I should also mention the duet he created with young Jennifer Connely.  Actually, Jennifer here is like... you don`t know whether she acts badly or she plays a girl who acts all the time, but whoes acting is poor. Anyway, there wasn`t the movie without her lovely and brave Sarah.


Should I comment on the hair, the make up, the costume, the leggins, every single little moment of the presence of the Goblin, but so angel-like creature on screen? Right.


See, I had no chance. The fact, that the Goblin King was in love with the girl (perhaps in his own strange way) was killing me throughout the whole movie. The music Bowie wrote for the movie sounded strange to my ear - no wonder, I`m not a fan of Bowie. 

Let me think about... The Fall (2006)

Think I`m going to renew my blog for the upcoming long travel to the UK as we all were asked to keep notes on new vocabulary heard and anything interesting on our way. 
But first things first. And first things are movies!

The end of 2014 brought me a gift of the most striking movie since... I don`t know... Equilibrium or Sleuth (and they both were a shock!) It all started from a little GIF image of a handsome actor taking off his mask. And, gosh, you have to see what it covered! The image was of a Zorro-like bandit, but a bit away from the classical, a bit less... masculine, perhaps. It wasn`t the only me who asked "what was it??! where is it from??!" in the comments. And the answer was "The Fall".

(Saved entries)
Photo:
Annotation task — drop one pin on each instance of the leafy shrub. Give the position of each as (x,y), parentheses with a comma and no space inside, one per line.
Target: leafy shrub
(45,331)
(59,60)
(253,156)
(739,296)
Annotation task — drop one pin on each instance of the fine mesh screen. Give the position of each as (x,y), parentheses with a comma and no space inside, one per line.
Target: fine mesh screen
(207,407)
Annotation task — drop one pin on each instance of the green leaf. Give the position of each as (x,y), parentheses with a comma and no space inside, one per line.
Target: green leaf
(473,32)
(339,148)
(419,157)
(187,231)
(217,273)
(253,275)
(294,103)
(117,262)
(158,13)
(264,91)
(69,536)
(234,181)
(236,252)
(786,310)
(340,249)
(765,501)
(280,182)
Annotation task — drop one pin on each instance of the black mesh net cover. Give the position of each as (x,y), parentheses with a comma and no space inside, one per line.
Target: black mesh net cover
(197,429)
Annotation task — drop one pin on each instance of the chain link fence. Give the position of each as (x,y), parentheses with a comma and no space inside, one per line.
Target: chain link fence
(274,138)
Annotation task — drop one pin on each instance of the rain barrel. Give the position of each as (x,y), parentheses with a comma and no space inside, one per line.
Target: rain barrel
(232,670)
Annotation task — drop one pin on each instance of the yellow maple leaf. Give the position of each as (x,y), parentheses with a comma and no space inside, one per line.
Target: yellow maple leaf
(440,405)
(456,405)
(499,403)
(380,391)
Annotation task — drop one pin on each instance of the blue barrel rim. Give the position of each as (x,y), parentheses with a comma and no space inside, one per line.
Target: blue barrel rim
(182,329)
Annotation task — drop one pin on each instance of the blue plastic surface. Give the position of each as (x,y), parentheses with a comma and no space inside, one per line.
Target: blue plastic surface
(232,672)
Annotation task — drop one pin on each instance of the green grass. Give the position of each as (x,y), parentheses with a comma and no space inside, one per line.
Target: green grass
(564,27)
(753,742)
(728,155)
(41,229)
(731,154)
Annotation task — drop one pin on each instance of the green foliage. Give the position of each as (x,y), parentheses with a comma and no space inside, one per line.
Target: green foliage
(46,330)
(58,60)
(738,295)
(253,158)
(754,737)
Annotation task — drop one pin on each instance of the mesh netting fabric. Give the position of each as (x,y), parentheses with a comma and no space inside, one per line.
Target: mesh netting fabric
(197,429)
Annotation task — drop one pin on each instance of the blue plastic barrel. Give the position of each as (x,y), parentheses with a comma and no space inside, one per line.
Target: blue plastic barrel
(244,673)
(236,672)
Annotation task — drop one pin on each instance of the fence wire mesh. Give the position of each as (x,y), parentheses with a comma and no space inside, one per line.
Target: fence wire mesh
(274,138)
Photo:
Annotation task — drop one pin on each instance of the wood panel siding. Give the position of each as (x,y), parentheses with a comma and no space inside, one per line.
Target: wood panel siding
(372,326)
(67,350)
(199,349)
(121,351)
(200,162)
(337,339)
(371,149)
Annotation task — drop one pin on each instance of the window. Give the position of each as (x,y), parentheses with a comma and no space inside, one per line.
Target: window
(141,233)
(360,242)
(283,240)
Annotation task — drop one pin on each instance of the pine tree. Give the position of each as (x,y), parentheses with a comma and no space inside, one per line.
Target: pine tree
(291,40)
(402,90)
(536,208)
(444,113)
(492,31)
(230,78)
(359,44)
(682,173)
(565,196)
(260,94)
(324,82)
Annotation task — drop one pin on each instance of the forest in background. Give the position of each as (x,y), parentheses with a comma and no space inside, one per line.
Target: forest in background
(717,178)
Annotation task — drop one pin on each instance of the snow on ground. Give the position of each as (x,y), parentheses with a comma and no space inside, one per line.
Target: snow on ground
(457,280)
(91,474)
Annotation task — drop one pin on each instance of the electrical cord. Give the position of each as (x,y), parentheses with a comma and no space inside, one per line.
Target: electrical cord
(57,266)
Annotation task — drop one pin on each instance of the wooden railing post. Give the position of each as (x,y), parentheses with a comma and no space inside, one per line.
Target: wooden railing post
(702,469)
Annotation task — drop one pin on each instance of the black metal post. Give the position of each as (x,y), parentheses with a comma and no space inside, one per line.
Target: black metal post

> [Using the information]
1) Rewrite the blog post from "Let me think" to "things are movies!", putting "journal" in place of "blog".
2) In the blog post, what image first got the writer started on The Fall?

> [Numbered responses]
1)
Let me think about... The Fall (2006)

Think I`m going to renew my journal for the upcoming long travel to the UK as we all were asked to keep notes on new vocabulary heard and anything interesting on our way. 
But first things first. And first things are movies!

2) A little GIF image of a handsome actor taking off his mask.